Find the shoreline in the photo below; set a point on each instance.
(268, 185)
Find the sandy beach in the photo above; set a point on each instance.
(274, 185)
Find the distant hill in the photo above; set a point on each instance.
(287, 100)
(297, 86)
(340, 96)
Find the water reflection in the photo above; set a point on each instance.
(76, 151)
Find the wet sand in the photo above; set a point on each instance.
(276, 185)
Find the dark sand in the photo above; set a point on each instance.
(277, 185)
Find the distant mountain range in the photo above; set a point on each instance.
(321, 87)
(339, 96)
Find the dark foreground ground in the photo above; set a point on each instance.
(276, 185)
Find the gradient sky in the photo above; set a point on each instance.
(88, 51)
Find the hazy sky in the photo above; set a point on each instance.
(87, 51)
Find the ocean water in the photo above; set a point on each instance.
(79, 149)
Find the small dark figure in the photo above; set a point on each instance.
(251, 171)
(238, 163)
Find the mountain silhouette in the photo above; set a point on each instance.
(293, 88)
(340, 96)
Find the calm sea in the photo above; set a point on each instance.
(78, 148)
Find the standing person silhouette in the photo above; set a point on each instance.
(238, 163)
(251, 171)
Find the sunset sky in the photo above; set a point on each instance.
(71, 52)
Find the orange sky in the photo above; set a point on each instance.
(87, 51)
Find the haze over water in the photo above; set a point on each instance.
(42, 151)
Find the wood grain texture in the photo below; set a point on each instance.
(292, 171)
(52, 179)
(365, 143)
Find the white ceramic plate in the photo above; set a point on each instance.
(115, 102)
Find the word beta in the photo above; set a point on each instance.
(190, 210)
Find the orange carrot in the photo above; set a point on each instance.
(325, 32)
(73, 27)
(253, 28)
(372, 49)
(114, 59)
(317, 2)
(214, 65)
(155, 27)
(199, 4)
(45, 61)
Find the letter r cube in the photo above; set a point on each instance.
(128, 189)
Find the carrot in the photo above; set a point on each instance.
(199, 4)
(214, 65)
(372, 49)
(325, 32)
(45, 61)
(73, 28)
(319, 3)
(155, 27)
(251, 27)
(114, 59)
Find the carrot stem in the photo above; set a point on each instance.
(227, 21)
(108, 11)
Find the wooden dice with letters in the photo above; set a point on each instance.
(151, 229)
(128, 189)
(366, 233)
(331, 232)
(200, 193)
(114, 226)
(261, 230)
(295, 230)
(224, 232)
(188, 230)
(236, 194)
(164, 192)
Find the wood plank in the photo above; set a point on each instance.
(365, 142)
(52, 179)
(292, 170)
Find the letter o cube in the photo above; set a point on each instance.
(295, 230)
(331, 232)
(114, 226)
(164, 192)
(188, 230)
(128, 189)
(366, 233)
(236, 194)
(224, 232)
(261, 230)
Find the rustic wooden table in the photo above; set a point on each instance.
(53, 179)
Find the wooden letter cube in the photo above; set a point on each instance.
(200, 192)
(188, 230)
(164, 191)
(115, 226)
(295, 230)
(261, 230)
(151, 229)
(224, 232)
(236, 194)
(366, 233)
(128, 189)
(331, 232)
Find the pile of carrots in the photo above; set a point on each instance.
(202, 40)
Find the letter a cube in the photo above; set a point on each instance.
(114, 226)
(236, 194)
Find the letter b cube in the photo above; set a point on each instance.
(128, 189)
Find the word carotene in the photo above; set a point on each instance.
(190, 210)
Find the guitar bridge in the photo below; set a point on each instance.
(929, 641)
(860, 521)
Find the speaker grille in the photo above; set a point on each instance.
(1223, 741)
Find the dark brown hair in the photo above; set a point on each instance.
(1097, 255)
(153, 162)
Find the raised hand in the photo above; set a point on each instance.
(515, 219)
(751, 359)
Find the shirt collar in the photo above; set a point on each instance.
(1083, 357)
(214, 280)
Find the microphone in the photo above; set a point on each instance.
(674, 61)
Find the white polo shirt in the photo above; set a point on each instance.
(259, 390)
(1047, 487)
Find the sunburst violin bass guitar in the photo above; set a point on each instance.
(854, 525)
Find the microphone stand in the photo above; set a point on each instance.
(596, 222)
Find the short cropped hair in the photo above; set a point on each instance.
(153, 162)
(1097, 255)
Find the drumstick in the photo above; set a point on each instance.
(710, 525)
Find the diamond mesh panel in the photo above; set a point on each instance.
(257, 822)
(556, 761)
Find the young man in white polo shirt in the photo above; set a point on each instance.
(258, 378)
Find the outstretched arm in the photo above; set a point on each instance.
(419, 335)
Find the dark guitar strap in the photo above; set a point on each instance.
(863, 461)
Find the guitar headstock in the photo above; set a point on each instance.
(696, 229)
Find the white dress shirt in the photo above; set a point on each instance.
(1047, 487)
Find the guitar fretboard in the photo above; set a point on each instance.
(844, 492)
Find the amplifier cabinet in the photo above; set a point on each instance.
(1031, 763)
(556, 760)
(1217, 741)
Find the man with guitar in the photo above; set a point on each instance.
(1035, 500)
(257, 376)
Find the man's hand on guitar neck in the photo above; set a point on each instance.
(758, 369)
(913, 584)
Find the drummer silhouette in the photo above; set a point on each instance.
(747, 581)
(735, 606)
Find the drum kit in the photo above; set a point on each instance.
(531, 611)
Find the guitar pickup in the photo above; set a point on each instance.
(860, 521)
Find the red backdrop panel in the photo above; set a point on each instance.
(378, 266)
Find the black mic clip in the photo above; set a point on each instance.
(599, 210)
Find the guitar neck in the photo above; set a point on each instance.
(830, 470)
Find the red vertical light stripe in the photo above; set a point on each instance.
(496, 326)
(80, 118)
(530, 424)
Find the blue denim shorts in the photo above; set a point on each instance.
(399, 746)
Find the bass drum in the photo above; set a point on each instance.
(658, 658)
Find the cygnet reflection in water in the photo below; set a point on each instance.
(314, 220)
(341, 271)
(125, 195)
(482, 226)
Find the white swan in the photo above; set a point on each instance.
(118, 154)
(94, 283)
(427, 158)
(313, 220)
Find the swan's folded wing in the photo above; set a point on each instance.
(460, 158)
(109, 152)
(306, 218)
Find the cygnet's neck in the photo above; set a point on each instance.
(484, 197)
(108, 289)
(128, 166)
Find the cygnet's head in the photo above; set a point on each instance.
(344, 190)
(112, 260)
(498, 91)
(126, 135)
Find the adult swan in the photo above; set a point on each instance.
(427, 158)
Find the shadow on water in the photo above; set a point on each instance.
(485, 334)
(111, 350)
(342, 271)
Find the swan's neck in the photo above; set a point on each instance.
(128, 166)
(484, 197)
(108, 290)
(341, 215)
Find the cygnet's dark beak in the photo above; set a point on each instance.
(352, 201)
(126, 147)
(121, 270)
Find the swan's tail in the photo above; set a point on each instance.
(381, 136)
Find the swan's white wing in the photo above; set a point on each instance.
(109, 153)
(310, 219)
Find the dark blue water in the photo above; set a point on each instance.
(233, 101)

##############################

Rewrite all of the material above as a two-column CSV with the headers "prompt" and "points", one row for each request. Put the request text in the first column and its answer in the second, enclose each field in quotes, and replace any line breaks inside a field with spaces.

EXERCISE RESPONSE:
prompt,points
"Find the shoreline in the photo below; set a point on each instance.","(268, 185)"
"Find the sandy beach in the photo above; set a point on each instance.","(274, 185)"
"Find the distant hill in the photo above; set a point on each instance.","(287, 100) (297, 86) (340, 96)"
"Find the water reflection in the photo above; set a point on each instance.","(76, 151)"
"Find the wet sand in the photo above; set a point on each instance.","(276, 185)"
"Find the dark sand in the photo above; set a point on each instance.","(277, 185)"
"Find the distant mountain range in the photo above; set a point on each instance.","(321, 87) (339, 96)"
"Find the dark foreground ground in the photo above; set a point on each instance.","(276, 185)"
"Find the gradient sky in the photo above; set a point on each instance.","(88, 51)"
"Find the hazy sky in the photo above; set a point on each instance.","(87, 51)"
"Find the ocean water in the photo above; set a point on each instance.","(79, 149)"
"Find the small dark figure in the photo above; set a point on each instance.","(251, 171) (238, 163)"
"Find the mountain silhouette in the photo above; set a point on each instance.","(293, 88) (340, 96)"
"Find the calm sea in the photo above; set a point on each instance.","(78, 148)"
"Find the standing person silhouette in the photo above; set a point on each instance.","(238, 163) (251, 171)"
"Find the sunset sky in the photo above; set a point on each instance.","(71, 52)"
"Find the orange sky in the photo above; set a point on each instance.","(87, 51)"
"Find the haze over water in the photo above; set a point on each instance.","(42, 151)"
"Find the wood grain texture in the photo below; set a point on each instance.","(292, 171) (52, 179) (365, 143)"
"Find the white ceramic plate in the photo above; set a point on each instance.","(115, 102)"
"Find the word beta in the photo above; set a point on each instance.","(190, 210)"
"Find the orange carrot in the photo above; set a point on each instance.","(325, 32) (73, 27) (253, 28) (372, 49) (114, 59) (317, 2) (214, 65) (155, 27) (199, 4) (45, 61)"
"Find the letter r cube in the photo above; set a point on each instance.","(128, 189)"
"Find the carrot in the photo above; set a point on each instance.","(199, 4) (214, 65) (372, 49) (325, 32) (45, 61) (73, 28) (319, 3) (155, 27) (251, 27) (114, 59)"
"Find the carrot stem in the photo above; set a point on each instance.","(227, 21) (108, 11)"
"Find the wooden dice with letters in the photo above; set a point on each instance.","(151, 229) (128, 189) (366, 233) (331, 232) (200, 193) (114, 226) (261, 230) (295, 230) (224, 232) (188, 230) (236, 194) (164, 192)"
"Find the wood plank in the photo above; set a point on each instance.","(365, 142) (52, 179) (292, 170)"
"Find the letter o cube in the photo above; set a point on each instance.","(295, 230) (331, 232) (114, 226) (164, 192) (188, 230) (128, 189) (366, 233) (236, 194) (224, 232) (261, 230)"
"Find the rustic wooden table in the photo above; set a point on each instance.","(53, 179)"
"Find the wooden letter cube in the photo above; set a point on each instance.","(200, 192) (188, 230) (164, 191) (115, 226) (295, 230) (261, 230) (151, 229) (224, 232) (236, 194) (366, 233) (128, 189) (331, 232)"
"Find the pile of carrots in the photo above; set a point on each instance.","(202, 40)"
"Find the letter a cube in the photo above; set a point on each instance.","(114, 226) (236, 194)"
"Find the letter b cube in the photo above; set a point on each instance.","(128, 189)"
"Find the word carotene in the photo above; set a point on each instance.","(190, 210)"
"Find the guitar bridge in the photo below; set a point on each instance.","(929, 641) (860, 521)"
"Find the speaker grille in the photo above; set a point on each instance.","(1223, 741)"
"Find the dark brown hair in the photo above; set a point on each instance.","(1097, 255) (153, 162)"
"Find the raised hand in the photo above; set a point on each instance.","(515, 219) (751, 359)"
"Find the shirt collar in the photo above; set a point on each instance.","(1083, 357) (214, 280)"
"Find the microphone in the photo above; set a point on each instance.","(674, 61)"
"Find the white polo shirt in the photo above; set a point on each instance.","(259, 390) (1047, 487)"
"Find the sunburst violin bass guitar in the photo above; set a point on each instance.","(854, 525)"
"Find the microphone stand in the photo above; set a point on each instance.","(596, 222)"
"Find the short cropped hair in the photo above; set a point on each instance.","(153, 162) (1097, 255)"
"Find the drumstick in the photo above; set a point on each instance.","(710, 525)"
"Find the diamond mesh panel in the photo above; set a point on each instance.","(257, 822) (556, 761)"
"Find the young man in white polo shirt in the photo above; set a point on each instance.","(258, 378)"
"Find the outstretched arm in the photo above; set a point on each instance.","(419, 335)"
"Find the dark guitar strap in the photo above; set a point on each instance.","(863, 461)"
"Find the guitar headstock in the photo above; set a point on each instance.","(696, 229)"
"Find the white dress shirt in the photo above; set a point on each instance.","(1047, 487)"
"Find the guitar fretboard in the photo above; set a point on each instance.","(844, 492)"
"Find the amplifier cabinet in the photo above; set a point on each instance.","(1031, 763) (556, 760) (1217, 741)"
"Find the man with guitar in the photo above; set a point on each instance.","(1035, 500) (257, 376)"
"Find the man's hand on guitar neck in the photo above; set a point on each instance.","(758, 369) (913, 584)"
"Find the drummer silhouette in the photo above; set a point on each instance.","(747, 581) (735, 606)"
"Find the drum kit in the photo above; set a point on each instance.","(531, 611)"
"Find the guitar pickup in the photo above; set a point on each instance.","(860, 521)"
"Find the red backdrop panel in the photo above; set a point on each instance.","(378, 266)"
"Find the black mic clip in the photo above; set a point on each instance.","(599, 210)"
"Find the guitar neck in the photo above; set a point on each instance.","(830, 470)"
"Find the red vertical light stripe in the photo above; set a point on each instance.","(496, 326) (80, 118) (530, 424)"
"Find the blue denim shorts in the photo above; set a point on each instance.","(399, 746)"
"Find the bass drum in the photo above; set a point on each instance.","(658, 658)"
"Find the cygnet reflection in water in the photo below; set a point on each instance.","(314, 220) (341, 271) (125, 195) (482, 226)"
"Find the white swan in the photo above; set a point on each instance.","(118, 154) (94, 283) (427, 158) (313, 220)"
"Find the swan's folded wing in the photo above; set a point on each instance.","(460, 158) (109, 152) (306, 218)"
"Find the cygnet's neck in the photo above; set a point on each instance.","(484, 197) (108, 289) (128, 166)"
"Find the cygnet's head in the photo above; set a point on each instance.","(344, 190) (112, 260) (498, 91) (126, 135)"
"Find the adult swan in the photo above; set a point on each instance.","(427, 158)"
"Find the shadow on water in the photo above; set a point on each instance.","(485, 334) (111, 350) (342, 271)"
"Find the swan's neck in the photo above; set a point on each instance.","(128, 166) (484, 197) (108, 290) (341, 215)"
"Find the cygnet's dark beak in the photo above; set a point on each instance.","(352, 201) (126, 147) (121, 270)"
"Find the swan's tail in the photo above; set a point on each instance.","(381, 136)"
"Find the swan's white wing in the photo above; set a point on each instance.","(109, 153) (310, 219)"
"Find the dark blue water in the photo above; set a point on each instance.","(233, 101)"